● Written instruction
List each line of the material below that contains the word "water". Case matters.

[Stored data]
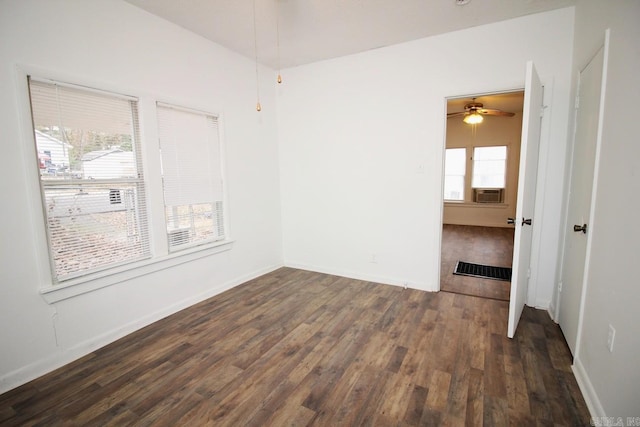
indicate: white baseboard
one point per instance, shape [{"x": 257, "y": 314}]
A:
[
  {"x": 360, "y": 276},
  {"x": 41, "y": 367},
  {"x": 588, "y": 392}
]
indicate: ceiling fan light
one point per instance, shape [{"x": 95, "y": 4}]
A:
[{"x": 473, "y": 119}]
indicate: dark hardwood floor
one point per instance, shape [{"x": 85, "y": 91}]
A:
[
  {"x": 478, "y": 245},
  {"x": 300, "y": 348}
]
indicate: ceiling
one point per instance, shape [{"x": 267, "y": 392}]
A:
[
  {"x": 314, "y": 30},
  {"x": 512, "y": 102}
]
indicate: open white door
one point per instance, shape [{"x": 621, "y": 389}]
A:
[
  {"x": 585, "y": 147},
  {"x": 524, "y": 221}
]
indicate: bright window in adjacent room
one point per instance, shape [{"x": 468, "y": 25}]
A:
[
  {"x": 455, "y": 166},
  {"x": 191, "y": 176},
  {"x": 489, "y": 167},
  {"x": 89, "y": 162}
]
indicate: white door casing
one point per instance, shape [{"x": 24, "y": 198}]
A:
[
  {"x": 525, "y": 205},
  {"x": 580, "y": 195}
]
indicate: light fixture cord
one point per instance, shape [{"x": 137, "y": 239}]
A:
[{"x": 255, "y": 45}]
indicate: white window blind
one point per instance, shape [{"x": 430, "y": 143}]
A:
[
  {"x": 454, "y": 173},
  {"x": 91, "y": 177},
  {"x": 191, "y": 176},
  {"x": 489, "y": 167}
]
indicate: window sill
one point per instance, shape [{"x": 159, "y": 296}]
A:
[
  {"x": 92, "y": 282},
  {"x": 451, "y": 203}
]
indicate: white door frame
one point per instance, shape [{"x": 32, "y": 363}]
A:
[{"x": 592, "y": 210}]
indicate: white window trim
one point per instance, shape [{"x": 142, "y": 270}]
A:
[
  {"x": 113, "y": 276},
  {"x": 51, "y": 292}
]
--
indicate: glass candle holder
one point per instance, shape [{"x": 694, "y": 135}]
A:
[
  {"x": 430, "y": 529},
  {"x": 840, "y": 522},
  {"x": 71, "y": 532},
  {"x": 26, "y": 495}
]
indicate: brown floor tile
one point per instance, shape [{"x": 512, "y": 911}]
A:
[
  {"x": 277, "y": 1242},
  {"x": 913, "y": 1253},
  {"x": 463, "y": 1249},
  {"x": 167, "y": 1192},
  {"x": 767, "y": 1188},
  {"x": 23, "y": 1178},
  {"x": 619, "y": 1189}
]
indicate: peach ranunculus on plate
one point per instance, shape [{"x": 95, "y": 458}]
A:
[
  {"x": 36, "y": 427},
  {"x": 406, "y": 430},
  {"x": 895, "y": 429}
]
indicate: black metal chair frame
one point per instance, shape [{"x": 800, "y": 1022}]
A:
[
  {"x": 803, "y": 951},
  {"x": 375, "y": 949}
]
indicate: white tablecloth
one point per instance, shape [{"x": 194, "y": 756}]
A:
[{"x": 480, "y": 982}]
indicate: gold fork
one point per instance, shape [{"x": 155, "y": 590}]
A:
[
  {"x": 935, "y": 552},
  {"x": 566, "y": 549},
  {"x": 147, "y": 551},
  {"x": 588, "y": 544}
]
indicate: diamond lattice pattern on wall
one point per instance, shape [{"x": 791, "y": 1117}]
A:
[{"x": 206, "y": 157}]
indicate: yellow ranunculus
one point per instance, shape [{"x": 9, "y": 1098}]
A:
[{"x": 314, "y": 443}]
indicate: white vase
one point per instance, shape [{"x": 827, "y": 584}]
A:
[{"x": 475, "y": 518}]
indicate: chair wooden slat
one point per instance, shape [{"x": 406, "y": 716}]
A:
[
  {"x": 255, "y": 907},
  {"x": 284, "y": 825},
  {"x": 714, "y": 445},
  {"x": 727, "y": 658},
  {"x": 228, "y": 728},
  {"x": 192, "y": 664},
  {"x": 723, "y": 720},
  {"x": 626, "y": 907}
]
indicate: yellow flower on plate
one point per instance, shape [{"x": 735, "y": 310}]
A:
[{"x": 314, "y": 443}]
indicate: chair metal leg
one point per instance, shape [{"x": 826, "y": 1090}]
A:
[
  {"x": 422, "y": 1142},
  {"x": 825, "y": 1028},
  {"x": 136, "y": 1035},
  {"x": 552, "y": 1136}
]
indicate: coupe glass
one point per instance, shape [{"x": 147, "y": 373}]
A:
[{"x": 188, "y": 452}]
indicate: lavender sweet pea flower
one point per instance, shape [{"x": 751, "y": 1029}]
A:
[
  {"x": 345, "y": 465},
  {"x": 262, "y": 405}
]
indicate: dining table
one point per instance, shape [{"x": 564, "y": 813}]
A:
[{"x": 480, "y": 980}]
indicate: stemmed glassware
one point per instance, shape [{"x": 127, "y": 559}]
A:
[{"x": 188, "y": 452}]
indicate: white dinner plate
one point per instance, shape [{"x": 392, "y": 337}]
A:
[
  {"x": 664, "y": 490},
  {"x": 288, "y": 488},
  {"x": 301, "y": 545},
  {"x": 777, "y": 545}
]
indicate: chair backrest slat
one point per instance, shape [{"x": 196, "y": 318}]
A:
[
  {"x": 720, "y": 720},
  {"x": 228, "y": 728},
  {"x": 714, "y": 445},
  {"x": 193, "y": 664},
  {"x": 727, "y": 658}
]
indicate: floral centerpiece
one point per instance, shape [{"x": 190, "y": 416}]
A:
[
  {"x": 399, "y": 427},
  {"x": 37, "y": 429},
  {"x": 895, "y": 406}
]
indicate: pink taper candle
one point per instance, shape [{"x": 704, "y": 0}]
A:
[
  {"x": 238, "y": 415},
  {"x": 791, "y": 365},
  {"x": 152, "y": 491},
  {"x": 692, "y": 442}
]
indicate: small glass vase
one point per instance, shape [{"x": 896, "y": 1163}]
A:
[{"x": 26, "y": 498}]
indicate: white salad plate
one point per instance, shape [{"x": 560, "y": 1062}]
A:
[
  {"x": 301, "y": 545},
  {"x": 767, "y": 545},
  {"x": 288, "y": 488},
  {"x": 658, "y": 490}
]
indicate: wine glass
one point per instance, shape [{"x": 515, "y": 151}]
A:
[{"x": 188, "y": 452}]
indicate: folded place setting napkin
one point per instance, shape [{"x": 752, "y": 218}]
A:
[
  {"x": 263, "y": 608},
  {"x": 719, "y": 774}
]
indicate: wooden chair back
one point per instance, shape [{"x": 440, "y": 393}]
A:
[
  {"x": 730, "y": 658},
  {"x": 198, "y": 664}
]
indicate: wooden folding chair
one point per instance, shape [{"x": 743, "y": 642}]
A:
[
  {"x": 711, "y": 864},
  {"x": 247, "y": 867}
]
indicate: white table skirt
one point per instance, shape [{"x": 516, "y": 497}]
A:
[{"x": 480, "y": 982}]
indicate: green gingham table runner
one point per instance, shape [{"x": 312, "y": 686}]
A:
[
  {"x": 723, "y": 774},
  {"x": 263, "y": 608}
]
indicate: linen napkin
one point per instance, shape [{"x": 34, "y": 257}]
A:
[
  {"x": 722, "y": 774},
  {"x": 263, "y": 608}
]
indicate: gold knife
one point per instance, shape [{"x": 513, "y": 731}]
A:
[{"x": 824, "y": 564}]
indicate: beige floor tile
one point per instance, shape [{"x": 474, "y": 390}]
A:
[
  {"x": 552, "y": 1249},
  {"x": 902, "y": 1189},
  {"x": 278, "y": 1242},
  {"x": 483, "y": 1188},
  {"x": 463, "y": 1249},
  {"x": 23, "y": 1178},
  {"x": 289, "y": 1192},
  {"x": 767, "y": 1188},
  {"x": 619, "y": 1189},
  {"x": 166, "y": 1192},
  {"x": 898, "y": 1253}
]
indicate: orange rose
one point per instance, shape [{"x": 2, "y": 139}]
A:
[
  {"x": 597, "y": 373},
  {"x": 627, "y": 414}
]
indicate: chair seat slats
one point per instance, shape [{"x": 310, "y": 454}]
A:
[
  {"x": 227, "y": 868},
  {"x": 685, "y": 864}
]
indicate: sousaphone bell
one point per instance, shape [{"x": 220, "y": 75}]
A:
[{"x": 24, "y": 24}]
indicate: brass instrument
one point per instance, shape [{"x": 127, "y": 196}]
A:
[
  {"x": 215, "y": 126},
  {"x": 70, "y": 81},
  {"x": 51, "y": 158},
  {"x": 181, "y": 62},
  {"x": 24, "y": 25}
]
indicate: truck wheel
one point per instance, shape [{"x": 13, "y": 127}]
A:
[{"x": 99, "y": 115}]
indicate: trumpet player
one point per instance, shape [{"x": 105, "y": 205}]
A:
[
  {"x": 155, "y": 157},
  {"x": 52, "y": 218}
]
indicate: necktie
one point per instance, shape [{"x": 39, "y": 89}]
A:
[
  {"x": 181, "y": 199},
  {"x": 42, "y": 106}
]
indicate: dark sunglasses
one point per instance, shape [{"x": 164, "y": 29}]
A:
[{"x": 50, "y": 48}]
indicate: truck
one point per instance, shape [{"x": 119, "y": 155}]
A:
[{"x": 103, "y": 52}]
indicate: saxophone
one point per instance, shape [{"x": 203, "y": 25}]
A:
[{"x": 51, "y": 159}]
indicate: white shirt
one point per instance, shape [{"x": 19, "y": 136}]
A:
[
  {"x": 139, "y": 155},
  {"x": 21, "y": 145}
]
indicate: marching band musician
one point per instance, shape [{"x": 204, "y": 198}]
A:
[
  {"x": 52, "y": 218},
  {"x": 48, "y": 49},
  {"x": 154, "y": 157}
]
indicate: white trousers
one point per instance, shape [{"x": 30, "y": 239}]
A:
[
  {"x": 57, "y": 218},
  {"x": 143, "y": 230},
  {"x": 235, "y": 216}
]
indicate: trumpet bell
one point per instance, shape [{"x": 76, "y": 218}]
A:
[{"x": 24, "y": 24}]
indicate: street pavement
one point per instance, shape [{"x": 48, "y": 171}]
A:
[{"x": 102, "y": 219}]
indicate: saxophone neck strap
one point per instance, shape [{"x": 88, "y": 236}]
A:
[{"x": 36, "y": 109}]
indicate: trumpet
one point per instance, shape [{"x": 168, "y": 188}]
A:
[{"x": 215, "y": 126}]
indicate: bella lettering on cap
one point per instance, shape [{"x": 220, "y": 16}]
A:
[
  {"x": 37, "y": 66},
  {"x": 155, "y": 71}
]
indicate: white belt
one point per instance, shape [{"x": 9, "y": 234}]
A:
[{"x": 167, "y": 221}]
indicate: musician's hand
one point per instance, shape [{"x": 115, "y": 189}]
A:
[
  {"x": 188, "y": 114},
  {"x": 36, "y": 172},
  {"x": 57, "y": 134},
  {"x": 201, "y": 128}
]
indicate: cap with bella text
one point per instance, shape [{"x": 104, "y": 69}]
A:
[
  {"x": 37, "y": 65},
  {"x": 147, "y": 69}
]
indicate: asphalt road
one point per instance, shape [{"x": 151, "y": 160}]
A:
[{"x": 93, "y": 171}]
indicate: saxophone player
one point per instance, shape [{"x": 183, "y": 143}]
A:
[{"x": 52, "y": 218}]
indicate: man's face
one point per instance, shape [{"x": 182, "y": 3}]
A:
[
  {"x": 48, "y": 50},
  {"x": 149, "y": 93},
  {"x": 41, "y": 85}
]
---
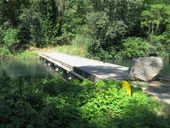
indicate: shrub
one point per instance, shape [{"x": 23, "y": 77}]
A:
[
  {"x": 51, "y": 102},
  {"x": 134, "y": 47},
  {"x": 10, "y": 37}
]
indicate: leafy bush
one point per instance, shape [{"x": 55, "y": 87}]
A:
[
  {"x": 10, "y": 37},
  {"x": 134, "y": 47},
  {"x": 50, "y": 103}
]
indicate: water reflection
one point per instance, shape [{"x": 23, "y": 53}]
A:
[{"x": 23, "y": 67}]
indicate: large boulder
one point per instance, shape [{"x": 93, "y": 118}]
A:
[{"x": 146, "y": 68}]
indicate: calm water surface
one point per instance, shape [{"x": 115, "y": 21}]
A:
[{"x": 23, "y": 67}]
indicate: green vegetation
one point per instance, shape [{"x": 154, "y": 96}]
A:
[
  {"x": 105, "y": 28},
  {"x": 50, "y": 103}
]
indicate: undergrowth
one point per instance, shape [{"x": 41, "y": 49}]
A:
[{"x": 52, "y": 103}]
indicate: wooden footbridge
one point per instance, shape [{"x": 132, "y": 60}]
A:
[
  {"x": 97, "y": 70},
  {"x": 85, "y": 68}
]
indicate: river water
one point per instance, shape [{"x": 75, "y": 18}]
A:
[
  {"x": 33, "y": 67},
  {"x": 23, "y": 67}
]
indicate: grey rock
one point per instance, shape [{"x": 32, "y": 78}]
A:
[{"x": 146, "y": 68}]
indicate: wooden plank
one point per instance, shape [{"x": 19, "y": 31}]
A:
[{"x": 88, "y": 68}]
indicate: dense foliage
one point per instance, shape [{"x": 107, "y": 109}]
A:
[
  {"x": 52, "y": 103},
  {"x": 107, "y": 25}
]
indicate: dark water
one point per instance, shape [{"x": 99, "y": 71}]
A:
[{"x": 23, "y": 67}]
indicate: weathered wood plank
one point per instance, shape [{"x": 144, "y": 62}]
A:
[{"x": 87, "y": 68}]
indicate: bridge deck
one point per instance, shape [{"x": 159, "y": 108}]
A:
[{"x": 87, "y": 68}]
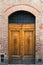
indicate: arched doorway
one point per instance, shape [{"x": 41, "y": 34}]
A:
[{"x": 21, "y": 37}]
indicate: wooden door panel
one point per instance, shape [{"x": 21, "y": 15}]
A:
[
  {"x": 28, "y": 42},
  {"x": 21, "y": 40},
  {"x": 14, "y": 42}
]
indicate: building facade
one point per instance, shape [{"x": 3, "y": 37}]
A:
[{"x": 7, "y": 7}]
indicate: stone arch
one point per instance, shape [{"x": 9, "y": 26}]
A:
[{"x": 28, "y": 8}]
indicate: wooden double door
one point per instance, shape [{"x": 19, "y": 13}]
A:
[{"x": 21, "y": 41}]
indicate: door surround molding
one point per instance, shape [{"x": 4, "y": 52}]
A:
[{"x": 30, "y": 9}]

● Problem solution
indicate: water reflection
indicate: calm water surface
indicate: river water
indicate: dark water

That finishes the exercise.